TASK PROMPT:
Please recast as a numbered list the lines starting at the one that contains "Reviewer note: confirm that every instance of the stone lintel" and ending at the last line below, leaving out any blank lines.

PROVIDED INFORMATION:
'''

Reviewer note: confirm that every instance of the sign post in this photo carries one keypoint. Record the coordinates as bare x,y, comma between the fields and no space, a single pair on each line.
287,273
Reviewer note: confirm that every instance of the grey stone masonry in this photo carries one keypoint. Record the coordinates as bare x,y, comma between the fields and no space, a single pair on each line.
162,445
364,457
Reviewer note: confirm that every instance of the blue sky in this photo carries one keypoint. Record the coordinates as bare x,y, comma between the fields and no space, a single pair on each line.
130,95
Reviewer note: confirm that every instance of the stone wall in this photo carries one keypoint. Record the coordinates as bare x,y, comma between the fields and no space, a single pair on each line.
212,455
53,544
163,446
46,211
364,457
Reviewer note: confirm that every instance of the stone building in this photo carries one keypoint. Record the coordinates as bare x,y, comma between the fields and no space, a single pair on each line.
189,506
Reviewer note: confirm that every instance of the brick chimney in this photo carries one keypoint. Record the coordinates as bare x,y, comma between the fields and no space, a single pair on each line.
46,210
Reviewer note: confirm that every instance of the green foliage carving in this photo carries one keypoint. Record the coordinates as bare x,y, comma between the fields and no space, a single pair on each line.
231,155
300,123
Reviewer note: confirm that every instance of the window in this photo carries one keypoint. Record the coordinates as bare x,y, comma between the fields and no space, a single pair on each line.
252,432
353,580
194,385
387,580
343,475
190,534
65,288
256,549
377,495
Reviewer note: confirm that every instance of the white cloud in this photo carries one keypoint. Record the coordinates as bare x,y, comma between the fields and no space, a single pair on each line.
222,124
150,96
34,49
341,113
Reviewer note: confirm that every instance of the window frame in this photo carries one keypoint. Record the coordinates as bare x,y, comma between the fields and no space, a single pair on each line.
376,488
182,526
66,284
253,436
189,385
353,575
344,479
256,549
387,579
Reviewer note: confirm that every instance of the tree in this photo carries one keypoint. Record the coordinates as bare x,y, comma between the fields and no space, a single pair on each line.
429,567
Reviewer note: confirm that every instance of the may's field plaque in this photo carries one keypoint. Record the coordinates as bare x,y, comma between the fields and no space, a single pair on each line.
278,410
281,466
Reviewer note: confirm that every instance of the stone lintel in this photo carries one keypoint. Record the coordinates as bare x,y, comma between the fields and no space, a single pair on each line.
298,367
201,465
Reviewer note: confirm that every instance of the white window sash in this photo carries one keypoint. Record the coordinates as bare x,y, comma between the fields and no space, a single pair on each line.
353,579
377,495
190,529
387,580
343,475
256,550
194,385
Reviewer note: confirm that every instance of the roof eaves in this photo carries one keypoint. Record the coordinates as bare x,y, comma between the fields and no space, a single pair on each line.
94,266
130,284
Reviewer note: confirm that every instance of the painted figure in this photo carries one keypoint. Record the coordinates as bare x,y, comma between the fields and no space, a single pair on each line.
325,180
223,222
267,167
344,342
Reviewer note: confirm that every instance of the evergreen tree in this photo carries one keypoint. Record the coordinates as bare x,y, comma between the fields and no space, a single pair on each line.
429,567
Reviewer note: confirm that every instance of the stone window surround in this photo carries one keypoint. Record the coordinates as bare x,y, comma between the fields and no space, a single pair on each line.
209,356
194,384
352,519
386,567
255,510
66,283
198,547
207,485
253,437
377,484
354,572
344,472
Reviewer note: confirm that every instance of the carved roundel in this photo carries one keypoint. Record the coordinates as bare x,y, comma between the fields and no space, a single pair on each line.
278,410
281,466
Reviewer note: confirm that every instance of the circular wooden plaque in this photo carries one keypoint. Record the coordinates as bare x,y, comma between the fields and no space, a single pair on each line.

'''

FULL SOLUTION:
1. Reviewer note: confirm that every instance of the stone lintel in this photo carries one keypoint. Record the coordinates as bare x,y, comma between the fields and no space, a single pair on each line.
2. 298,367
3. 201,465
4. Reviewer note: confirm that every instance of the white window sash in this photo carries one keypoint. Record the coordinates as bare x,y, comma between the fields and no space, a single pair on each line.
5. 353,579
6. 377,495
7. 190,529
8. 387,580
9. 343,475
10. 256,550
11. 194,385
12. Reviewer note: confirm that every instance of the roof eaves in this photo carries one keypoint. Record the coordinates as bare x,y, comma between the fields and no space, a single pair on each line.
13. 94,266
14. 130,284
15. Reviewer note: confirm that every instance of the painted figure in this photo carries one keypoint. Record the coordinates as bare x,y, comma between the fields and no space, a single pair on each line.
16. 325,180
17. 223,222
18. 267,167
19. 344,342
20. Reviewer note: confirm that every instance of the evergreen tree in this photo carries one keypoint. Record the coordinates as bare x,y, comma between the fields and no space, a single pair on each line.
21. 429,567
22. Reviewer note: confirm that every instance of the stone window surround in this photo carries one keypoint. Record the coordinates as bare x,y, comma between the fields and no space, a single pair on each line.
23. 209,356
24. 194,384
25. 352,519
26. 386,567
27. 255,510
28. 66,283
29. 198,547
30. 207,485
31. 253,437
32. 377,484
33. 354,572
34. 344,472
35. Reviewer note: confirm that every instance of the carved roundel in this photo carries one keypoint. Record the coordinates as bare x,y, comma between the fields and no space, a single pair on each line.
36. 278,410
37. 281,466
38. Reviewer note: confirm that every instance of the circular wooden plaque in this photo carries one keypoint. Record the coordinates as bare x,y, comma between the fields and no space, a single pair on each line.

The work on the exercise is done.